- [Consigne]: Dans l'extrait d'entretien sur l'innovation touristique, de quelles choses Laurent Queige invite-t-il à se réjouir ? Citez-les toutes.

Futuroscopie - Parlons modèle économique maintenant. Lesquelles peuvent s'en sortir ? D'ailleurs, où en sont les financements ? Et les investisseurs rentrent-ils dans leurs frais ?
 
Laurent Queige :
Les modèles économiques ont été fortement impactés par la crise sanitaire depuis 15 mois. Fragiles, par définition, certaines start-up n’ont pas survécu à cette traversée du désert.

Un phénomène inquiétant est que de nombreux grands groupes du tourisme ont décidé de supprimer carrément leurs directions innovation et de licencier leurs responsables en 2020.

Cela en dit long sur l’appropriation toute relative que notre milieu professionnel avait faite de l’innovation... Or, c’est en période de crise que l’investissement dans l’innovation est le plus crucial.
 
Tout le monde reconnaît que les aides économiques de l’Etat ont été massives. Le rôle de BPI France dans les financements a été central. Néanmoins, j’ai dû me battre au sein du Comité Filière Tourisme pour nous assurer que les start-up pouvaient bien en bénéficier, elles qui ne relèvent pas des codes NAF classiques des professionnels du tourisme.

La reconnaissance du rôle majeur des acteurs du numérique dans le monde du tourisme reste un combat…

Beaucoup de start-up BtoB ont pivoté en passant d’un modèle de recettes à la commission à un modèle d’abonnement, ce qui leur permet de garantir un minimum de revenus en période de vaches maigres.
 
Quant aux investisseurs privés, certains ont retiré leurs billes très rapidement de toute activité touristique sans aucun état d’âme.

D’autres ont prolongé la durée de leur contrat d’investissement dans le temps, afin de permettre aux plus belles pépites de retrouver l’énergie nécessaire pour honorer leurs échéances. Nous leur en savons gré.
 
Futuroscopie - J'ai l'impression que le modèle s'use. Ne croyez-vous pas pour votre part que ces incubateurs en place partout désormais ne devraient pas évoluer ? Si oui, vers quoi ?
 
Laurent Queige :
Tout à fait ! Tout d’abord, réjouissons-nous de trois choses :
 
- La France est devenue le seul pays au monde à compter autant d’incubateurs / accélérateurs au service de l’innovation touristique ;

- L’efficacité de ces structures est réelle, puisque le taux de survie d’une start-up incubée est de 80% au bout de 5 ans, contre moins de 40% pour une non-incubée ;

- L’aide et les conseils du Welcome City Lab sont très souvent sollicités.

- [Lignes de données]:
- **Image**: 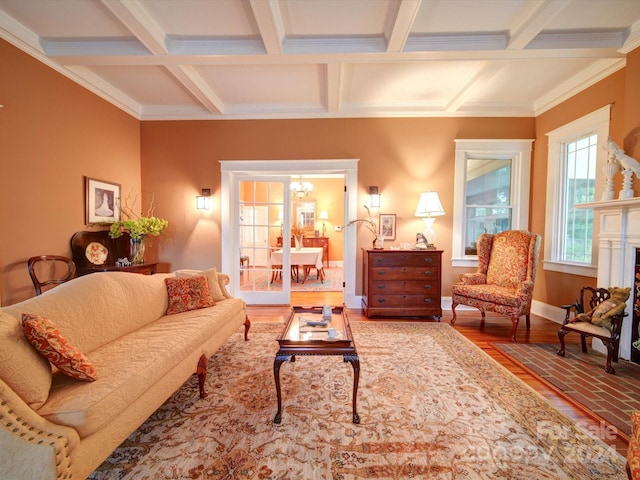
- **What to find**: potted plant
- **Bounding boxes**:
[109,195,169,265]
[346,205,384,250]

- [Réponse]:
- La France est devenue le seul pays au monde à compter autant d'incubateurs / accélérateurs au service de l'innovation touristique.
- L'efficacité de ces structures est réelle : le taux de survie d'une start-up incubée est de 80 % au bout de 5 ans, contre moins de 40 % pour une non-incubée.
- L'aide et les conseils du Welcome City Lab sont très souvent sollicités.